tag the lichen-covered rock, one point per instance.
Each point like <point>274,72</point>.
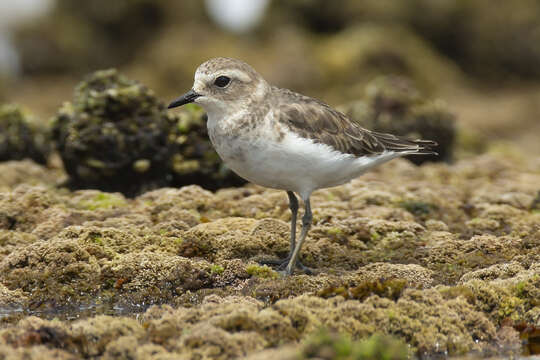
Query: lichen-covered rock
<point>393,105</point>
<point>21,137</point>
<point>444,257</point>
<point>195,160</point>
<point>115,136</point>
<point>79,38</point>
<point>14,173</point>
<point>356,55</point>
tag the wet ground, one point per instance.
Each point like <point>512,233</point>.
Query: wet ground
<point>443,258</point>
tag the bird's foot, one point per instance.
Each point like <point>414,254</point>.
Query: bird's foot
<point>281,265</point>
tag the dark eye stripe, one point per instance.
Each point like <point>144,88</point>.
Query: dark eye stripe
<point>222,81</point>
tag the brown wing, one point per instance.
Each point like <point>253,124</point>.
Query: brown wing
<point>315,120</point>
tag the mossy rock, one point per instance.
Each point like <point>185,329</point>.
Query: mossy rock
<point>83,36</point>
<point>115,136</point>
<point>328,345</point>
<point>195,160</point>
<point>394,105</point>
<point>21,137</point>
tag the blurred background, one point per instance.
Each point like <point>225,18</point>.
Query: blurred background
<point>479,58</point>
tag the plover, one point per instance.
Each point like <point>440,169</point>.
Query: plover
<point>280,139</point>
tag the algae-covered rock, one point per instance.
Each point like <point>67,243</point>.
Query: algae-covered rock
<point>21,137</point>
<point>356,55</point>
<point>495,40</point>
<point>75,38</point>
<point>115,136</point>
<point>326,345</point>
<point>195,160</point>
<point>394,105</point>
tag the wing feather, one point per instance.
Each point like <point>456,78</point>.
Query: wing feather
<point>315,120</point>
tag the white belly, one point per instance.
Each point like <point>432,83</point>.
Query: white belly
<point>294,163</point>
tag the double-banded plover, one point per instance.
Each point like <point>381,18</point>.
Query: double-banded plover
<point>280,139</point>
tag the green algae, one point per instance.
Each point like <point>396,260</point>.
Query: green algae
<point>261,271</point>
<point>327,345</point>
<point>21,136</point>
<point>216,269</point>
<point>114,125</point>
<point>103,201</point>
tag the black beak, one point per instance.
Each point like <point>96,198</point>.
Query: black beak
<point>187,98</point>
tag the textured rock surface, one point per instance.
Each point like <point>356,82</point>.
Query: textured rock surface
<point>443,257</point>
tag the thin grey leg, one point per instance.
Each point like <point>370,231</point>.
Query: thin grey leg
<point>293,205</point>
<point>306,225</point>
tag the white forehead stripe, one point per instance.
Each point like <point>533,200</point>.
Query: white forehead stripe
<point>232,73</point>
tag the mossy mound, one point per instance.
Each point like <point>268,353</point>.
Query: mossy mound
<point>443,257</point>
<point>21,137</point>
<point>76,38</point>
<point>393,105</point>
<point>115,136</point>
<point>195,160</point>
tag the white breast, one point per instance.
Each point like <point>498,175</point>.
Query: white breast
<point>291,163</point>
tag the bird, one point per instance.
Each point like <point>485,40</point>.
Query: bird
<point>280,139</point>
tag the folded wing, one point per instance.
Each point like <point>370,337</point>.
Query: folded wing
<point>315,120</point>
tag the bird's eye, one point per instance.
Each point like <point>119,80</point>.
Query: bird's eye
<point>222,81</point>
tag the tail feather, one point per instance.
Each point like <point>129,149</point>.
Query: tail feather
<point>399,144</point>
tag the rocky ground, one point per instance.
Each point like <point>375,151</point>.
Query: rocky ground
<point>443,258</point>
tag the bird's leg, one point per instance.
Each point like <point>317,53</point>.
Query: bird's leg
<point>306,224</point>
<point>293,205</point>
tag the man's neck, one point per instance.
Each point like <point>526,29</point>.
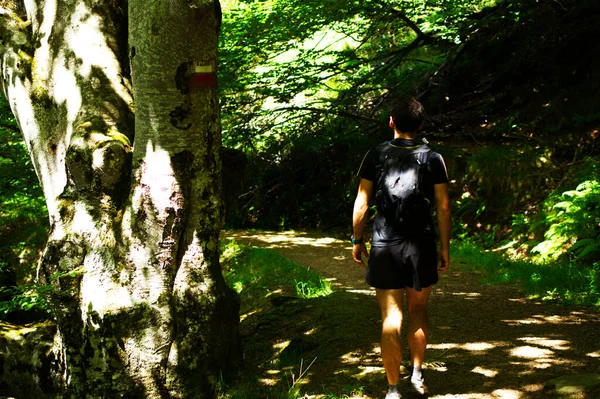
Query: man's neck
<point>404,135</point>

=== Short problem ===
Could you copy the entries verbatim, starting at the line that contains "tag the thin" and continuing through the end of the entries, with the pictures left out?

=== Correct answer ===
tag the thin grey leg, one point per instance.
Each point like <point>370,231</point>.
Query: thin grey leg
<point>293,205</point>
<point>306,225</point>
tag the white forehead stripe, one point per instance.
Each point like <point>533,200</point>.
Query: white forehead stripe
<point>232,73</point>
tag the mossy mound, one point per instance.
Each point like <point>268,353</point>.
Query: mossy mound
<point>443,257</point>
<point>21,137</point>
<point>76,38</point>
<point>393,105</point>
<point>115,136</point>
<point>195,160</point>
tag the white breast, one point per instance.
Each point like <point>498,175</point>.
Query: white breast
<point>291,163</point>
tag the bird, one point per instance.
Each point like <point>485,40</point>.
Query: bird
<point>280,139</point>
tag the folded wing, one point per instance.
Each point like <point>370,337</point>.
Query: folded wing
<point>315,120</point>
tag the bird's eye, one point per instance.
Each point like <point>119,80</point>.
Query: bird's eye
<point>222,81</point>
tag the tail feather, one point per instance.
Each point like <point>129,149</point>.
Query: tail feather
<point>399,144</point>
tag the rocky ground, one point per instance.
Each point like <point>375,151</point>.
Query: rocky ground
<point>443,258</point>
tag the bird's leg, one point per instance.
Each point like <point>317,53</point>.
Query: bird's leg
<point>306,224</point>
<point>293,205</point>
tag the man's neck, one point per instance.
Each point like <point>526,29</point>.
Query: man's neck
<point>404,135</point>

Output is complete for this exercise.